Supplied passage =>
+ + + + + + +

According to some embodiments, drill strings for performing downhole operations are provided. The drill strings include a plurality of drilling tubulars and a signal-transparent tubular connected to at least one drilling tubular of the plurality of drilling tubulars. The signal-transparent tubular includes a tubular connector configured to engage with and connect to the at least one drilling tubular, the tubular connector formed from metal, a signal-transparent portion connected to the tubular connector, the signal-transparent portion formed from a composite material, and a sensor arranged at least one of in or on the signal-transparent portion, wherein the composite material of the signal-transparent portion is selected to be transparent to a characteristic of the sensor.

The subject matter, which is regarded as the invention, is particularly pointed out and distinctly claimed in the claims at the conclusion of the specification. The foregoing and other features and advantages of the invention are apparent from the following detailed description taken in conjunction with the accompanying drawings, wherein like elements are numbered alike, in which:

FIG. 1 is an example of a system for performing downhole operations that can employ embodiments of the present disclosure;

FIG. 2 is a schematic illustration of a drill string that incorporates a signal-transparent tubular in accordance with an embodiment of the present disclosure;

FIG. 3 is a schematic illustration of a signal-transparent tubular in accordance with an embodiment of the present disclosure;

FIG. 4 is a cross-sectional illustration of a portion of a signal-transparent tubular in accordance with an embodiment of the present disclosure;

FIG. 5 is a cross-sectional illustration of a portion of a signal-transparent tubular in accordance with an embodiment of the present disclosure;

FIG. 6 is a cross-sectional illustration of a portion of a signal-transparent tubular in accordance with an embodiment of the present disclosure;

FIG. 7 is a schematic illustration of a signal-transparent tubular in accordance with an embodiment of the present disclosure;

FIG. 8 is a schematic illustration of a signal-transparent tubular in accordance with an embodiment of the present disclosure; and

FIG. 9 is a schematic illustration of a signal-transparent tubular in accordance with an embodiment of the present disclosure.

+ + + + + + +

Annotation data for object locations:
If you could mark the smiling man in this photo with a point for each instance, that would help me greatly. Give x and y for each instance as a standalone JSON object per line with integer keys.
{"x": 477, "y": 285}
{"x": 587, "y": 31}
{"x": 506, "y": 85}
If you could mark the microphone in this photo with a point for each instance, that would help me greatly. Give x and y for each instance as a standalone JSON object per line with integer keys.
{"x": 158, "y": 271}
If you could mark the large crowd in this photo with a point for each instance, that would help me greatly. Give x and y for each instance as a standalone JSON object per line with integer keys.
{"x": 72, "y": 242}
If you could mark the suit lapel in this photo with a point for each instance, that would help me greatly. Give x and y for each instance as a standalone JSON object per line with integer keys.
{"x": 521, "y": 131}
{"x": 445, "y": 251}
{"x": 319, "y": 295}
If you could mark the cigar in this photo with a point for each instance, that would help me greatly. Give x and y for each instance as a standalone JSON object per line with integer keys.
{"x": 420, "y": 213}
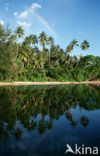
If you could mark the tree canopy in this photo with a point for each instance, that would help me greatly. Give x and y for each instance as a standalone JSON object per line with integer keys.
{"x": 37, "y": 58}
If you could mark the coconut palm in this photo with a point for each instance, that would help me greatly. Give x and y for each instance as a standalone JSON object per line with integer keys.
{"x": 50, "y": 43}
{"x": 19, "y": 34}
{"x": 85, "y": 45}
{"x": 71, "y": 46}
{"x": 43, "y": 40}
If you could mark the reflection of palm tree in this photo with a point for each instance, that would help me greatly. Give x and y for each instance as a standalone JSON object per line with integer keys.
{"x": 17, "y": 133}
{"x": 41, "y": 126}
{"x": 84, "y": 121}
{"x": 70, "y": 118}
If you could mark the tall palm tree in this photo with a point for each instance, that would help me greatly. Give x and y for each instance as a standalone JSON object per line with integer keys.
{"x": 34, "y": 41}
{"x": 71, "y": 46}
{"x": 43, "y": 40}
{"x": 19, "y": 34}
{"x": 85, "y": 45}
{"x": 50, "y": 43}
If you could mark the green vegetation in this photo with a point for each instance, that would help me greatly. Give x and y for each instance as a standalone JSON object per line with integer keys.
{"x": 39, "y": 59}
{"x": 37, "y": 107}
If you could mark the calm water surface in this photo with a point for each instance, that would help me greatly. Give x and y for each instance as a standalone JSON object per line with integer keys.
{"x": 41, "y": 120}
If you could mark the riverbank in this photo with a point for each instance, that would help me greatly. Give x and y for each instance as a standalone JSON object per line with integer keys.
{"x": 46, "y": 83}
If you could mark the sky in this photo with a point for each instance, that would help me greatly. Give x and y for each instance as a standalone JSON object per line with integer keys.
{"x": 65, "y": 20}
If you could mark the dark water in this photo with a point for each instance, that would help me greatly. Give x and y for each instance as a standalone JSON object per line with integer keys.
{"x": 41, "y": 120}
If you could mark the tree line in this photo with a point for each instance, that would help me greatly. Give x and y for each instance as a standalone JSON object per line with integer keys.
{"x": 25, "y": 104}
{"x": 37, "y": 58}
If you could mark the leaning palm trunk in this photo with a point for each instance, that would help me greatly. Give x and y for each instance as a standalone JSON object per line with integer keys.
{"x": 49, "y": 56}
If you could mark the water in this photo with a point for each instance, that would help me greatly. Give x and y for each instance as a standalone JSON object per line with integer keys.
{"x": 41, "y": 120}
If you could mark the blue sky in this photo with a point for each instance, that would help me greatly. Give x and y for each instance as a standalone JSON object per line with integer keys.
{"x": 63, "y": 19}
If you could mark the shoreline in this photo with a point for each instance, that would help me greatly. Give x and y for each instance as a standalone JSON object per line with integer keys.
{"x": 46, "y": 83}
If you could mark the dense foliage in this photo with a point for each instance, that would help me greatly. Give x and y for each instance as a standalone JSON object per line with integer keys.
{"x": 39, "y": 59}
{"x": 36, "y": 108}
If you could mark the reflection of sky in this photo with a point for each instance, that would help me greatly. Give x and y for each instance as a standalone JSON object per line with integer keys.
{"x": 63, "y": 19}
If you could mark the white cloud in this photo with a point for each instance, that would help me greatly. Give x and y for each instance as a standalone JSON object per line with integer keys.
{"x": 15, "y": 13}
{"x": 23, "y": 14}
{"x": 1, "y": 22}
{"x": 35, "y": 6}
{"x": 24, "y": 24}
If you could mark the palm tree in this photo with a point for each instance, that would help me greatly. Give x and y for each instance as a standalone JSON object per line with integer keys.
{"x": 71, "y": 46}
{"x": 43, "y": 40}
{"x": 50, "y": 43}
{"x": 19, "y": 34}
{"x": 85, "y": 45}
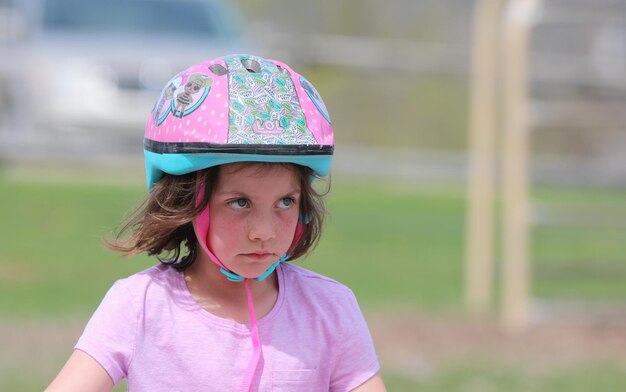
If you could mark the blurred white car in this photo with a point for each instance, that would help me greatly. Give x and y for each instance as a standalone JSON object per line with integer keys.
{"x": 81, "y": 76}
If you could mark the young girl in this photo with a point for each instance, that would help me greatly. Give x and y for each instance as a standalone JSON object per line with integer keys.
{"x": 230, "y": 201}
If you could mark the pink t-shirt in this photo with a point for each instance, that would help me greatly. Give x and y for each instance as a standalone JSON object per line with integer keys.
{"x": 150, "y": 330}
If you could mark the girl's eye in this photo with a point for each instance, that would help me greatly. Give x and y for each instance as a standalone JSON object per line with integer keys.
{"x": 285, "y": 202}
{"x": 238, "y": 203}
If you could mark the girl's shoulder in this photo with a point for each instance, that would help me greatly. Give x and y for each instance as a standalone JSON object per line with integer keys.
{"x": 307, "y": 282}
{"x": 159, "y": 275}
{"x": 300, "y": 274}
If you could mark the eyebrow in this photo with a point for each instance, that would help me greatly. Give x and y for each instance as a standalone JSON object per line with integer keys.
{"x": 296, "y": 191}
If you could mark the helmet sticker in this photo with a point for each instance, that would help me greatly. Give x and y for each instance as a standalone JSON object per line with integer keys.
{"x": 315, "y": 97}
{"x": 187, "y": 99}
{"x": 264, "y": 106}
{"x": 162, "y": 106}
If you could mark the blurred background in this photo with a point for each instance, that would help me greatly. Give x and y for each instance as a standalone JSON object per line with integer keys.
{"x": 78, "y": 79}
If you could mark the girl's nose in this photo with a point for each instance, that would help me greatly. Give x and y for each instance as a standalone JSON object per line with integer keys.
{"x": 262, "y": 227}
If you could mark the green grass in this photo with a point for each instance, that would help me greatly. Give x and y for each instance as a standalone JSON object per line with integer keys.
{"x": 395, "y": 245}
{"x": 477, "y": 376}
{"x": 392, "y": 244}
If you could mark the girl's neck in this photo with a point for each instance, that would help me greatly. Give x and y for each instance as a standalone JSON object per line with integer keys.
{"x": 223, "y": 298}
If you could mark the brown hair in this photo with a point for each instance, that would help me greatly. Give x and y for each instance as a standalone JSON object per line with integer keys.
{"x": 162, "y": 224}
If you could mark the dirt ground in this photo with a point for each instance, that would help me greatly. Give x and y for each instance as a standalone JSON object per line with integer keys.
{"x": 413, "y": 345}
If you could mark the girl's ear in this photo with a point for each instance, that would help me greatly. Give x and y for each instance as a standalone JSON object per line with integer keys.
{"x": 297, "y": 236}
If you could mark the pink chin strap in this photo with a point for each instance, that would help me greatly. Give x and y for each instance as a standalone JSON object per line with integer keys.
{"x": 201, "y": 228}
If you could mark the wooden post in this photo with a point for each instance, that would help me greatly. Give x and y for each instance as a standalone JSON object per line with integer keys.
{"x": 518, "y": 20}
{"x": 481, "y": 177}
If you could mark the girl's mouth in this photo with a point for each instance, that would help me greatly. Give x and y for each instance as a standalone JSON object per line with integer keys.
{"x": 257, "y": 256}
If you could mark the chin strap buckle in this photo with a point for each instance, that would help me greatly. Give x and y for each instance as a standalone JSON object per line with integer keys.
{"x": 233, "y": 277}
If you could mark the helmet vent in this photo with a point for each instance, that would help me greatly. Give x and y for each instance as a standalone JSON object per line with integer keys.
{"x": 218, "y": 69}
{"x": 251, "y": 65}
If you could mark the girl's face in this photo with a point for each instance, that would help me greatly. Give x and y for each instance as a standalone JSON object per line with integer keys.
{"x": 254, "y": 210}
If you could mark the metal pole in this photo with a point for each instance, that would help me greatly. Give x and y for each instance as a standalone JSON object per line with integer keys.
{"x": 482, "y": 155}
{"x": 518, "y": 20}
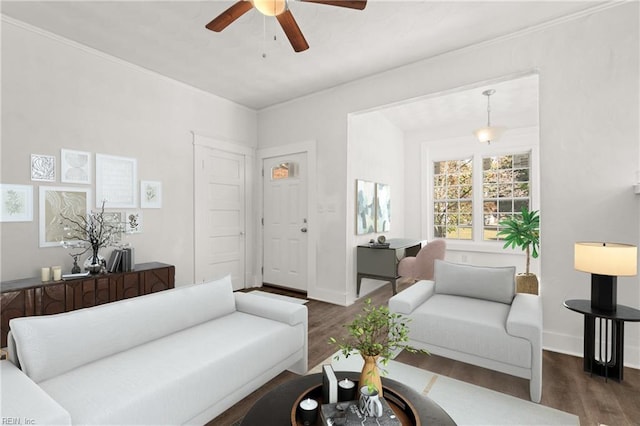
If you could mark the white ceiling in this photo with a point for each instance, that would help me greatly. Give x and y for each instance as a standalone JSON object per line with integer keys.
{"x": 169, "y": 37}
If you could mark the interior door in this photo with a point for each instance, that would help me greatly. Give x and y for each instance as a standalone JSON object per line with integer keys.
{"x": 219, "y": 215}
{"x": 285, "y": 221}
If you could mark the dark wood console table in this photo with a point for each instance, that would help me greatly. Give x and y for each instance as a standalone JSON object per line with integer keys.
{"x": 30, "y": 296}
{"x": 609, "y": 361}
{"x": 382, "y": 263}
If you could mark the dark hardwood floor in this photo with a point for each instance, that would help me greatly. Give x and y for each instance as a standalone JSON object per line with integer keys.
{"x": 565, "y": 386}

+ + + + + + +

Exercise task 1 => Which figures does the drill string passage describe as cross-sectional illustrations? List them.
Exercise task 2 => From the drill string passage, retype everything from "FIG. 8 is a" down to "the present disclosure." without any changes.

Output 1 => FIG. 4, FIG. 5, FIG. 6

Output 2 =>
FIG. 8 is a schematic illustration of a signal-transparent tubular in accordance with an embodiment of the present disclosure; and

FIG. 9 is a schematic illustration of a signal-transparent tubular in accordance with an embodiment of the present disclosure.